[Exercise data start]

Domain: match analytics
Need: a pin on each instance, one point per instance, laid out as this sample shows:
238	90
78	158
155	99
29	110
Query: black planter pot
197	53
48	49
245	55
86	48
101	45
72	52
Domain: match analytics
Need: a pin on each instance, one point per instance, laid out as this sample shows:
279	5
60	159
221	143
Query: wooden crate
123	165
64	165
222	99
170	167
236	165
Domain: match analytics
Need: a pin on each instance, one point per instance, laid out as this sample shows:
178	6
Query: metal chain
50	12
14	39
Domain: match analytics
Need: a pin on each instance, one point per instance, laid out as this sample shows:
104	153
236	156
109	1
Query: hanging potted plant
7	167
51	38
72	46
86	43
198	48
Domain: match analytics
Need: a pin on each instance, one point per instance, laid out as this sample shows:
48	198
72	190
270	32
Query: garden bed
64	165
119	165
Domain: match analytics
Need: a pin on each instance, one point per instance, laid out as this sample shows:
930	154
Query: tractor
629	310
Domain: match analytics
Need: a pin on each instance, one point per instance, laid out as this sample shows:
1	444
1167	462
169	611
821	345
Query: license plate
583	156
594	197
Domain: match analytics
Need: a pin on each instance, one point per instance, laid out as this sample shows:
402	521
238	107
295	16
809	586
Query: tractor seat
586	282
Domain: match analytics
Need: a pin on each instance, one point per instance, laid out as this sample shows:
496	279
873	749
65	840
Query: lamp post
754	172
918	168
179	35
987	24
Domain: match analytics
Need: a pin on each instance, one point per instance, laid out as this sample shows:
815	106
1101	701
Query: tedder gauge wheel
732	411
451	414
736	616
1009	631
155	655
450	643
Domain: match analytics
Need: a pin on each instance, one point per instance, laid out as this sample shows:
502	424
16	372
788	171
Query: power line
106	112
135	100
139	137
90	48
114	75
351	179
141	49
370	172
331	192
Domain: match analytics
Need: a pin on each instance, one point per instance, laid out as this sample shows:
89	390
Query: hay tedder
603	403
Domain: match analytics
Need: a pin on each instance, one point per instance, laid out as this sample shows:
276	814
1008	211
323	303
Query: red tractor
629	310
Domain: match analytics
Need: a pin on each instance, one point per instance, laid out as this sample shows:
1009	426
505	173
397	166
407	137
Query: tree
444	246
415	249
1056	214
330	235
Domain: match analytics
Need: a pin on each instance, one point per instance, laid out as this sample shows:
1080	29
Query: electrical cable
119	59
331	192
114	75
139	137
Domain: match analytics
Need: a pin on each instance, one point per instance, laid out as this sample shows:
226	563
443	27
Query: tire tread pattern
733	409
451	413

[Exercise data end]

- _The exercise_
Reproduce the complete set of lines precisely as supplied.

- _Worked answer_
Domain: match analytics
Need: a pin on each instance, one point per instance, laid out as this sample shows:
238	90
78	158
155	99
29	110
Query: black planter pot
197	53
48	49
245	55
86	48
101	45
72	52
Domain: match analytics
Need: a pin on each instance, one point per instance, laid out as this sample shows:
279	5
60	159
221	143
Query: wooden crate
123	165
64	165
222	99
170	167
236	165
Domain: match analytics
Need: a pin on each instance, one point per instance, laid out as this sample shows:
178	6
Query: metal chain
50	12
14	39
Domain: match analytics
Need: a pin on each instance, one point per instance, laid out as this sample shows:
104	153
236	156
109	1
Query: hanging potted plant
7	167
51	38
72	46
86	43
198	48
Domain: match analytics
Need: a pin on each instance, one point per instance, laid out as this sample shows:
48	198
72	190
270	32
Query: garden bed
64	165
119	165
Domain: match analytics
Need: a pin on each instance, one point per instance, laid out as this sample shows:
930	154
Query: tractor
629	310
Domain: match analytics
Need: a pin on each instance, one point per instance, laid out as this sample shows:
1	444
1167	462
169	611
821	345
Query: license plate
583	156
594	197
Domain: match analytics
Need: a pin on each instance, one point per instance, laid out as this sample shows:
402	521
238	107
295	16
809	586
Query: tractor seat
586	282
Domain: match analytics
Need: a pin on each instance, one point per instance, laid out as this sample shows:
496	279
873	749
65	840
Query: lamp post
754	172
918	168
179	35
987	24
Domain: match analytics
Need: a pin on each instance, one point per instance, laid out as this sample shows:
815	106
1101	701
Query: tedder gauge wheel
732	411
451	414
736	616
1009	631
155	655
450	643
Domain: match analytics
Need: a pin on each instance, one point per instance, laid out as this sample shows:
502	424
16	372
788	171
Query: power line
106	112
135	100
139	137
90	48
114	75
351	179
141	49
370	172
331	192
Domain: match analytics
Need: a pin on each instance, one point per instance, laid out as this sample shows:
89	390
Query: hay tedder
603	403
Domain: match analytics
Need: a pin on each instance, one point per instance, laid out as this sample shows:
276	814
1008	211
323	303
Query: red tractor
629	310
Domain: match analytics
Need: a pin on each instance, one point per instance, laid out as this sample shows:
1009	426
505	173
397	166
407	137
Query: tree
444	246
415	249
1056	214
330	235
Domain: match analytics
Need: a pin on each instance, one point per instance, laid out as this sample shows:
1080	29
Query: electrical cable
119	59
331	192
114	75
139	137
Domain: match analytics
Need: a pin on each instance, one point per instance, laid out as this sample shows:
226	563
443	27
Query: tire tread pattern
733	409
451	413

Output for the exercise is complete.